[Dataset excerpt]
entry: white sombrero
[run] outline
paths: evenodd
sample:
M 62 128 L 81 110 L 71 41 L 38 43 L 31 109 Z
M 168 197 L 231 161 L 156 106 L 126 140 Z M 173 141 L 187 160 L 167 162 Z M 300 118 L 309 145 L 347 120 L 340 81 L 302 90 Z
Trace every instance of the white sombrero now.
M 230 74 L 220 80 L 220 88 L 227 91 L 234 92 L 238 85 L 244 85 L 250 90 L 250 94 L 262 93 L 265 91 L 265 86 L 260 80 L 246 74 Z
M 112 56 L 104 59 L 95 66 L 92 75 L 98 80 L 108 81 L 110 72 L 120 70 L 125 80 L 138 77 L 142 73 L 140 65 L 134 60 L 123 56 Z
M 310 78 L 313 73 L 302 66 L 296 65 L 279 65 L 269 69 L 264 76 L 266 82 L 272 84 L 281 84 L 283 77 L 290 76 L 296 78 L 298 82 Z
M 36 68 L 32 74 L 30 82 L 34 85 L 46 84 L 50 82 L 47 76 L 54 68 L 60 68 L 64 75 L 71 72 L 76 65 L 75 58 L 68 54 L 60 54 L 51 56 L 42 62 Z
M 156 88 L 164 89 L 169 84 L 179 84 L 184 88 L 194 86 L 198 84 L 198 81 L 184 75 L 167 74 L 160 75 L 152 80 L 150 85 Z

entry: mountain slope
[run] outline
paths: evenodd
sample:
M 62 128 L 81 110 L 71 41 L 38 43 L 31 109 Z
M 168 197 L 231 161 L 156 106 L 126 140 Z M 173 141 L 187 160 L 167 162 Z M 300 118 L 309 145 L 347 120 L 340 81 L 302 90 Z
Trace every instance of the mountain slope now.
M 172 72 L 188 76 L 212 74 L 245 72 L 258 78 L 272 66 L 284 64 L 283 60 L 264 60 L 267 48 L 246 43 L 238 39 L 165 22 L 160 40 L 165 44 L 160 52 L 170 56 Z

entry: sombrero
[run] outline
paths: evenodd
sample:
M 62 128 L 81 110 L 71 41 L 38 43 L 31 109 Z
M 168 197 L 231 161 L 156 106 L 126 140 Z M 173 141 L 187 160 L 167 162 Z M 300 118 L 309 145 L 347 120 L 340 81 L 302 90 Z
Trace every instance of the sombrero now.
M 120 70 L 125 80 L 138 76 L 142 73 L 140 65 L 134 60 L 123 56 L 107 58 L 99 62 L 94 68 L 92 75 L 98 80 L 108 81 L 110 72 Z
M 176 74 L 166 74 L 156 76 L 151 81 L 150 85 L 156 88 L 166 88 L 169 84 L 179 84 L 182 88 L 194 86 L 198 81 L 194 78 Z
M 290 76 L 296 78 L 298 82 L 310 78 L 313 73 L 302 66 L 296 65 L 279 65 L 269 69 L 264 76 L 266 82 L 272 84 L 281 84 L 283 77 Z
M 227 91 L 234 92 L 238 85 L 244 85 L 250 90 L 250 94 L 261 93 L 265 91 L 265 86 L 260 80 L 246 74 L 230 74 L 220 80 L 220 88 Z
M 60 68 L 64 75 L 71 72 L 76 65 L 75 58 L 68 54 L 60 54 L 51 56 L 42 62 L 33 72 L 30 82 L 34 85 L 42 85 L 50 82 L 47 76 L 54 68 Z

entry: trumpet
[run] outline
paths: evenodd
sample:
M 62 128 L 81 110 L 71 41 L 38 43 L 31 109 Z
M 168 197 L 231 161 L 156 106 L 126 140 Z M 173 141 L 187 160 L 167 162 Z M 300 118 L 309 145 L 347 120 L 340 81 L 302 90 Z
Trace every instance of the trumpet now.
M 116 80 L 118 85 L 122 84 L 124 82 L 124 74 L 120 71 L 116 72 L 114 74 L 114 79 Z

-- Given problem --
Copy the rows again, requests included, starting at the line that contains "entry: mountain slope" and stopping after the line that contains "M 172 72 L 188". Increase every coordinate in the answer polygons by 126, and leave the requests and sample paths unchanged.

-- Result of this task --
entry: mountain slope
[run] outline
paths: evenodd
sample:
M 62 128 L 81 110 L 71 41 L 38 43 L 31 109 Z
M 168 197 L 231 161 L 156 106 L 126 140 Z M 173 141 L 187 160 L 167 162 Z M 300 118 L 309 145 L 347 120 L 340 81 L 302 90 Z
Trace every instance of the mountain slope now.
M 298 198 L 314 202 L 338 200 L 371 198 L 384 204 L 398 192 L 410 190 L 409 186 L 390 186 L 393 174 L 372 169 L 364 165 L 291 148 L 286 166 L 291 170 L 286 178 L 296 182 Z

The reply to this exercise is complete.